--- Kutipan Halaman ---
____
Connect with us

NASIONAL

YUSRIL: KOMISIONER KPK BUKANLAH MANDATARIS PRESIDEN

Published

on

KopiOnline Jakarta,- Pakar Hukum Tata Negara, Yusril Ihza Mahendra menyoroti soal penyerahan mandat tanggung jawab pengelolaan Komisi Pemberantasan Korupsi (KPK) dari pimpinan KPK periode 2015-2019, Agus Rahardjo kepada Presiden.

Yusril menilai, penyerahan mandat oleh pimpinan lembaga antirasuah itu kepada Presiden justru bisa menjadi jebakan.

“Ya, itu bisa membuat Presiden terjebak,” kata Yusril, Minggu (15/09/2019).

Yusril menjelaskan, Presiden bisa kena pelanggaran konstitusi bila menerima mandat KPK. Karena, menurut dia, undang-undang tidak mengenal penyerahan mandat atau tanggung jawab pengelolaan KPK kepada Presiden.

“Presiden tidak berwenang mengelola KPK. Presiden justru dapat dianggap melanggar konstitusi jika menjadi pengelola KPK,”

Sama halnya dengan polisi dan jaksa, lanjut Yusril, KPK bersifat operasional dalam menegakkan hukum di bidang tindak pidana korupsi.

“Presiden tidak mungkin bertindak secara langsung dan operasional dalam menegakkan hukum,” ujar Yusril.

Dia menambahkan, tata cara pengelolaan KPK telah diatur dengan rinci dalam UU KPK. Sementara tidak ada satu pasal pun dalam UUD 1945 yang mengatur tentang KPK.

“Komisioner KPK bukanlah mandataris Presiden,” tegas Yusril.

UU KPK, menurut dia, tidak mengenal penyerahan mandat kepada Presiden. Maka Komisioner KPK wajib meneruskan tugas dan tanggung jawabnya sampai akhir masa jabatannya.
____
--- Baris Data ---
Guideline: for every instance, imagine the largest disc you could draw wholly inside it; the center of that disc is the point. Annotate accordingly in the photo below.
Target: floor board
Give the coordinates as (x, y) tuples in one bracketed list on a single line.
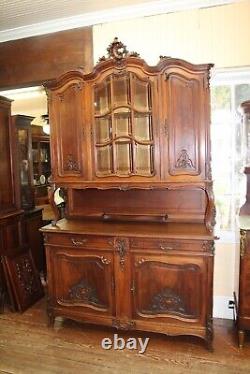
[(28, 346)]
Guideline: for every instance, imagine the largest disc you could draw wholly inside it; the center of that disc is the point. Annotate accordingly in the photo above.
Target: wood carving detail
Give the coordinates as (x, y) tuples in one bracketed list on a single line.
[(121, 246), (71, 164), (123, 325), (166, 301), (25, 273), (209, 246), (184, 161), (85, 293), (118, 51)]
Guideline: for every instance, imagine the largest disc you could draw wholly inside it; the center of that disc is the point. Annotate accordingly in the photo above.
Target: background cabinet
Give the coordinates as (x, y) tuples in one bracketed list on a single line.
[(20, 283), (41, 164), (22, 126)]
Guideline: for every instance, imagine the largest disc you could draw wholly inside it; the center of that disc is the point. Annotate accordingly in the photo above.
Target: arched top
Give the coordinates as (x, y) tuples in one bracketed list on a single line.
[(119, 58)]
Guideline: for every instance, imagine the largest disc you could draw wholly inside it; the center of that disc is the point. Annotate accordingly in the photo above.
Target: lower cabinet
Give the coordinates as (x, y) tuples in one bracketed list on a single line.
[(132, 283)]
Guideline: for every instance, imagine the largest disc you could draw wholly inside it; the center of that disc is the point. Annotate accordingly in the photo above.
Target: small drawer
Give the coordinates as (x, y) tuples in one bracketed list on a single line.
[(168, 245), (76, 240)]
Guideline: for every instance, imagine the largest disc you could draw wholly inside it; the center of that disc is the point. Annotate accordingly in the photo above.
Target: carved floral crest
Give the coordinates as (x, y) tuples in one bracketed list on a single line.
[(117, 51)]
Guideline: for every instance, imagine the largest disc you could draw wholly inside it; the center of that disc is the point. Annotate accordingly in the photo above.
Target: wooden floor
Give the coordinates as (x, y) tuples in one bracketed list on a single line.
[(28, 346)]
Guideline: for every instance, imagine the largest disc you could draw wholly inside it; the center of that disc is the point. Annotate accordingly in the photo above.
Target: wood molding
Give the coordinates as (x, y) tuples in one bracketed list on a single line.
[(45, 57)]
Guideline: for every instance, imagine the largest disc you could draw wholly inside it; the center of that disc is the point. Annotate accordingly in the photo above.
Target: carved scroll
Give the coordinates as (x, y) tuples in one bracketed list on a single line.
[(118, 51), (121, 245), (167, 300)]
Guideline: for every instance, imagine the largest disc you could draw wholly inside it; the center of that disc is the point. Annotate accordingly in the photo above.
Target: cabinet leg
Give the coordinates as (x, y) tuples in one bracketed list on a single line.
[(2, 298), (51, 319), (241, 337)]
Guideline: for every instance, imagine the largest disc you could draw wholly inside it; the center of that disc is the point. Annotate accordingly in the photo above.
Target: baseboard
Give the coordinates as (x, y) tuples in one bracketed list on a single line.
[(221, 309)]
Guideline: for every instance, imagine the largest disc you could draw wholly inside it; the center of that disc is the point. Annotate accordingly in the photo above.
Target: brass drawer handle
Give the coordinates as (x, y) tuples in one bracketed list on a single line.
[(166, 247), (78, 242)]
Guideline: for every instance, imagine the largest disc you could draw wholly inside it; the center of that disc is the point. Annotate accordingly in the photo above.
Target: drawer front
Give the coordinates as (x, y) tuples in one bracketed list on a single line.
[(79, 240), (169, 245)]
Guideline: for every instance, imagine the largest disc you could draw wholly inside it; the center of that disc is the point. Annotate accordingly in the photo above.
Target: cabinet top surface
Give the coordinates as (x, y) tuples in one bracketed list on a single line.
[(131, 229)]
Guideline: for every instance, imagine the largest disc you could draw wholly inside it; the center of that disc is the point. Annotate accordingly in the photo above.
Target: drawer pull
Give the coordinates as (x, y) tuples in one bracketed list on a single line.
[(78, 242), (166, 247)]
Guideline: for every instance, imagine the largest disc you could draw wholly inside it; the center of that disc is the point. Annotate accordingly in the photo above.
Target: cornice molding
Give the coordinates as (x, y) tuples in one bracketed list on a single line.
[(109, 15)]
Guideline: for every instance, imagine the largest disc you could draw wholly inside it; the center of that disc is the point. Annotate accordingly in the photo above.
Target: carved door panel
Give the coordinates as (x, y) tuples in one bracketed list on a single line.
[(124, 129), (67, 116), (184, 141), (169, 287), (83, 280)]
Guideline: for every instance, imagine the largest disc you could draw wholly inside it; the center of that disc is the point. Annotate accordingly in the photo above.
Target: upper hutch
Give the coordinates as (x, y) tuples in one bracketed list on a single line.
[(130, 147)]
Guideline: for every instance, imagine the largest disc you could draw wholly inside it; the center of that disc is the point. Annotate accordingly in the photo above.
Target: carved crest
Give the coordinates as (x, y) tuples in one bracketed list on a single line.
[(117, 51), (184, 161)]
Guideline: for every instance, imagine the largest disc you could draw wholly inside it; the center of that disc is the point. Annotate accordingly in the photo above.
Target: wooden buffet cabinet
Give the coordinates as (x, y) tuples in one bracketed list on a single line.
[(130, 148)]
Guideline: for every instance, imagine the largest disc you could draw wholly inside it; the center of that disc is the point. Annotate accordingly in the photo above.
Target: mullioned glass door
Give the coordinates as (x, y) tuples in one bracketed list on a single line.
[(123, 133)]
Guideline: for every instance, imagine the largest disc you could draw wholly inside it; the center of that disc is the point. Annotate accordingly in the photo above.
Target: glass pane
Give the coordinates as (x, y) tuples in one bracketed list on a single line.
[(103, 129), (123, 158), (122, 124), (144, 160), (102, 97), (23, 156), (141, 95), (242, 93), (142, 127), (121, 90), (104, 160)]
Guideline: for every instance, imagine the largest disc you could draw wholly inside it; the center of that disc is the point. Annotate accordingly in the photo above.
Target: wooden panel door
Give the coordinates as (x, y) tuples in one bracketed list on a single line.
[(81, 280), (169, 287), (184, 142), (68, 150)]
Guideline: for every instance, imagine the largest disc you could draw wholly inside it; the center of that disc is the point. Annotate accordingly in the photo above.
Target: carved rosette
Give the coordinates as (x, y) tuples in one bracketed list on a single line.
[(121, 245), (118, 51), (184, 161), (167, 300), (85, 293)]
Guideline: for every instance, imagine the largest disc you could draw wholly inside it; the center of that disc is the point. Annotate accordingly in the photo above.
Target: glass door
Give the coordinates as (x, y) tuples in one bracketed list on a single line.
[(123, 135)]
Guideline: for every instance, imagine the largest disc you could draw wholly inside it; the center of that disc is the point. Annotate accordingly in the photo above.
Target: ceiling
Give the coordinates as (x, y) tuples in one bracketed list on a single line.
[(23, 18), (16, 13)]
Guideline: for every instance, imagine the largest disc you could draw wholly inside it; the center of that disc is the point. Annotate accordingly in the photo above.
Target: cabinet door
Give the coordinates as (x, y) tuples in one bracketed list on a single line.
[(125, 141), (68, 151), (169, 287), (8, 195), (184, 140), (81, 280)]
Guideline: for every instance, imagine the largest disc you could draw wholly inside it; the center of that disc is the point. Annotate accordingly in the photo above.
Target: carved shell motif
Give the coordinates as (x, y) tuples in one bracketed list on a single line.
[(117, 51)]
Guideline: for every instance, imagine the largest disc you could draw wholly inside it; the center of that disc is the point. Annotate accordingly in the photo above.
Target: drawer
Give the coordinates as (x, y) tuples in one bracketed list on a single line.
[(168, 245), (78, 240)]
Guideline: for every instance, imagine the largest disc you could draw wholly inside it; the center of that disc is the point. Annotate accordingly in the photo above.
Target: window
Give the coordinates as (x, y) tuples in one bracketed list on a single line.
[(229, 89)]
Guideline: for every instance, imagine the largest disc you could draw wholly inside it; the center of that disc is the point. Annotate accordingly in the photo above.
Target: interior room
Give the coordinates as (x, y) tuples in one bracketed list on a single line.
[(124, 186)]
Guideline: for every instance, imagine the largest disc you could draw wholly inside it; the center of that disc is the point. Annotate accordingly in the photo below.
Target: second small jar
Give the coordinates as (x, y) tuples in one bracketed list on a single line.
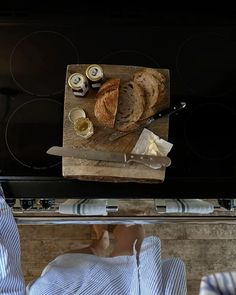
____
--- Tujuan Latihan ---
Ambil dari kutipan halaman bagian yang diawali "Dia menambahkan, tata" dan diakhiri "mengatur tentang KPK.", tanpa mengubah satu kata pun. Gunakan semata-mata kutipan halaman sebagai sumber.

--- Hasil Jawaban ---
Dia menambahkan, tata cara pengelolaan KPK telah diatur dengan rinci dalam UU KPK. Sementara tidak ada satu pasal pun dalam UUD 1945 yang mengatur tentang KPK.